** start of Supplied information **
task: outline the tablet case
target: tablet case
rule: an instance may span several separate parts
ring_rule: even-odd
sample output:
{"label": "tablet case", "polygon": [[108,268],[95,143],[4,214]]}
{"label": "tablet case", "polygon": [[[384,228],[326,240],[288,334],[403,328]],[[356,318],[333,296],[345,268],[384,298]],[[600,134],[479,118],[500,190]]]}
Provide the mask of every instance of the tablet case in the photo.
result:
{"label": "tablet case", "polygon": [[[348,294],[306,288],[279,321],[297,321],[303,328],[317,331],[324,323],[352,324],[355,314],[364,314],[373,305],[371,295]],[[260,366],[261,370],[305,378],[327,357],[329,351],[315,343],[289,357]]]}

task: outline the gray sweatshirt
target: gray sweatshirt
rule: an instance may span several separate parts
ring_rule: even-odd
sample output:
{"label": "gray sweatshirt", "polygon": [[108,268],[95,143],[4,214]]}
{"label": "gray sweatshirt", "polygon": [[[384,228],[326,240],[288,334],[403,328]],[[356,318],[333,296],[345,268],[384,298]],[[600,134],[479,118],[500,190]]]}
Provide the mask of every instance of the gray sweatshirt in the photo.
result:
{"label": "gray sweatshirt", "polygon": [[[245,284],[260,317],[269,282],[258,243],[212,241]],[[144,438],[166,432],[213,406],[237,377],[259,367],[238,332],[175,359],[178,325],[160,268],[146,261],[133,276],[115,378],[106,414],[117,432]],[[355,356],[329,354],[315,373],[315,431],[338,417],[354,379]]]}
** end of Supplied information **
— What the exercise asks —
Only those lines running from the one containing "task: outline the gray sweatshirt" through the last line of the data above are to be copied, exactly, with both ends included.

— Written response —
task: outline the gray sweatshirt
target: gray sweatshirt
rule: an instance may span several separate parts
ring_rule: even-odd
sample output:
{"label": "gray sweatshirt", "polygon": [[108,268],[95,143],[4,214]]}
{"label": "gray sweatshirt", "polygon": [[[384,228],[326,240],[288,334],[403,328]],[[356,318],[333,296],[345,268],[384,298]],[[600,134],[479,118],[500,190]]]}
Provide the mask of every instance of the gray sweatshirt in the photo.
result:
{"label": "gray sweatshirt", "polygon": [[[245,284],[260,317],[269,282],[258,243],[212,241]],[[144,438],[166,432],[213,406],[237,377],[259,367],[238,332],[175,359],[178,325],[160,268],[146,261],[133,276],[115,378],[106,414],[117,432]],[[355,356],[329,354],[315,373],[315,431],[338,417],[354,379]]]}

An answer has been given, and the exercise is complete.